- **Problem to solve**:
Give every line of the data again, unchanged, but with no pictures.

- **Data records**:
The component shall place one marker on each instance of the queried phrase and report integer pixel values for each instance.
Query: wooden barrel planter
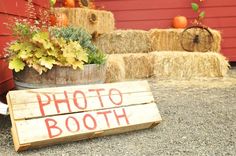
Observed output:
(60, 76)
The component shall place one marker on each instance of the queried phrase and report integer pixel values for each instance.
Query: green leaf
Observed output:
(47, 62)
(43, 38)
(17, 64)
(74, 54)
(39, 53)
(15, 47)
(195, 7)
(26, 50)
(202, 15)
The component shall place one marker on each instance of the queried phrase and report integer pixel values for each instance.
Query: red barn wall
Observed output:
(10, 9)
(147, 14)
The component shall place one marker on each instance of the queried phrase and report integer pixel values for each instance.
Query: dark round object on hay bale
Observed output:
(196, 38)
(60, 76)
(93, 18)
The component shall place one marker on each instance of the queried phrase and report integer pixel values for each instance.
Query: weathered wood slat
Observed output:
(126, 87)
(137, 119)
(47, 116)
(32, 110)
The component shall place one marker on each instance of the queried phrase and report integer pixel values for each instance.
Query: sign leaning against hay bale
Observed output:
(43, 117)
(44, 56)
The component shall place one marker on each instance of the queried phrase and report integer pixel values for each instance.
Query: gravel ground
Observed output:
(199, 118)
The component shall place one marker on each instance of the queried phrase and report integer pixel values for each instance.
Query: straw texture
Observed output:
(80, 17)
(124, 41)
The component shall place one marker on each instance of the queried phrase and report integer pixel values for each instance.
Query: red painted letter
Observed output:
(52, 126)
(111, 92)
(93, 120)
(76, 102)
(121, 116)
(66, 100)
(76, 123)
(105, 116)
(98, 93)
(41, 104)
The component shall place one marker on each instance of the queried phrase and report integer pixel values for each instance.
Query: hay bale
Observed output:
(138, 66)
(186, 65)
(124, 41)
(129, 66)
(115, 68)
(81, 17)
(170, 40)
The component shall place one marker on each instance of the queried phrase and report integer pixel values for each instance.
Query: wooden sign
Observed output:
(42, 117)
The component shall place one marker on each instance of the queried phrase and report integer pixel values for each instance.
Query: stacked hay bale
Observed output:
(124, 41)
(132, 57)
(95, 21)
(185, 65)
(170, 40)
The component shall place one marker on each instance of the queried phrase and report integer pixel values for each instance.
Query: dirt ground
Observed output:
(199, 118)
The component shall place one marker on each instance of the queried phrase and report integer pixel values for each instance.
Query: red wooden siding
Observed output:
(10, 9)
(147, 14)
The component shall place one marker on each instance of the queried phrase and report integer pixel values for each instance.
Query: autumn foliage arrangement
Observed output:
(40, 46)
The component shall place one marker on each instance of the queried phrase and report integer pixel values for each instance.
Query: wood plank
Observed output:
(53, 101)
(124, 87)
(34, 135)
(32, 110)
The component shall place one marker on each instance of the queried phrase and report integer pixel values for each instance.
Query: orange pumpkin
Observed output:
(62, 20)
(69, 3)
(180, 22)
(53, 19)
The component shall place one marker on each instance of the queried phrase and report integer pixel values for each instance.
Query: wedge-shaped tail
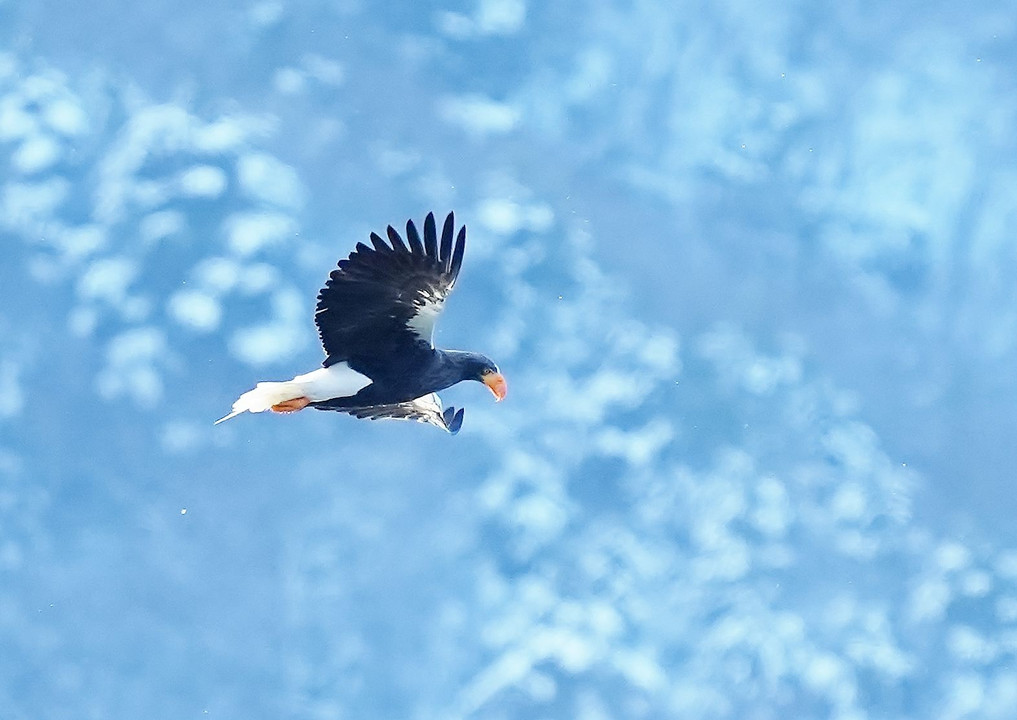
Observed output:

- **Task solution**:
The component shall place one marker on each instance of the queried phrase and report integer pixel values for each instance.
Query: wooden barrel planter
Observed output:
(60, 76)
The component shall place one marker on each instance of the queried phrase and report integer pixel values for each instance.
Query: green leaf
Observed output:
(47, 62)
(43, 38)
(17, 64)
(74, 54)
(39, 53)
(15, 47)
(195, 7)
(26, 50)
(202, 15)
The component shall place one marker on each instance of the queried phrase and report integer pixel values for each instance.
Query: red barn wall
Observed output:
(10, 9)
(147, 14)
The component shall place one marker on each instance of the queried phrase and report integer pixel values for each instance.
Query: dark round object on hay bale
Observed output:
(196, 38)
(60, 76)
(93, 18)
The component shall place one marker on each instance of the queried phrase and report integer pixel values for each instance.
Query: weathered wood slat
Observed output:
(126, 87)
(137, 119)
(47, 116)
(32, 110)
The component shall place one marker on each instance of the queried phrase and report integer pixel values for each instance.
Query: sign leaning against hay bale
Observed output:
(43, 117)
(44, 56)
The component shall place one marker on each instance of the queried phrase and report integer pixel values for each instance.
Query: gravel ground
Observed output:
(199, 118)
The component shall place one marker on each instance of the queried phrase and report integer pixel values for each instance.
Query: straw texture
Observed output:
(80, 17)
(124, 41)
The component shall place one marker on each instance of the queried phrase and report integer pixel values for each instance.
Query: red painted letter
Observed output:
(52, 126)
(111, 92)
(93, 120)
(76, 102)
(121, 116)
(66, 100)
(76, 123)
(105, 116)
(98, 93)
(41, 104)
The component shall place one marker on each instance of the queried phrase and report integer pixel values for each instance.
Query: hay bale
Observed output:
(138, 66)
(186, 65)
(124, 41)
(129, 66)
(115, 68)
(81, 17)
(170, 40)
The component shall place one marker on each instance of the queried phrase and report integer pixel values for each instance.
Query: wooden sign
Observed output:
(42, 117)
The component shall place one marker on each instance of the queried phrase and report integer pixel values for each instance.
Query: stacked hay bale
Observed output:
(124, 41)
(132, 57)
(95, 21)
(185, 65)
(170, 40)
The component shall place one marker on each instance of the queried phrase and report integer pixel values for each instance.
Query: dirt ground
Observed output:
(199, 118)
The component shall place one marker on each instance of the queried phrase and report integer pixel values for each instance.
Query: red wooden siding
Observed output:
(10, 9)
(147, 14)
The component shall place one marker on each instance of the queried phrase and report integer pixel values for each instance.
Query: autumn foliage arrangement
Observed output:
(40, 46)
The component shall place one marker on each instance of the queried phrase and report integer pixel values for each instance.
Query: wood plank
Observed output:
(53, 101)
(124, 87)
(34, 135)
(32, 110)
The component shall place one marker on each instance of the queried phrase and report integer pixel values for each instance.
Query: orange pumpkin
Observed output:
(62, 20)
(69, 3)
(180, 22)
(53, 19)
The component shall place one marker on each instance of the queried phrase and report integer pixel values for each instance.
Query: wedge-shaped tail
Observed output:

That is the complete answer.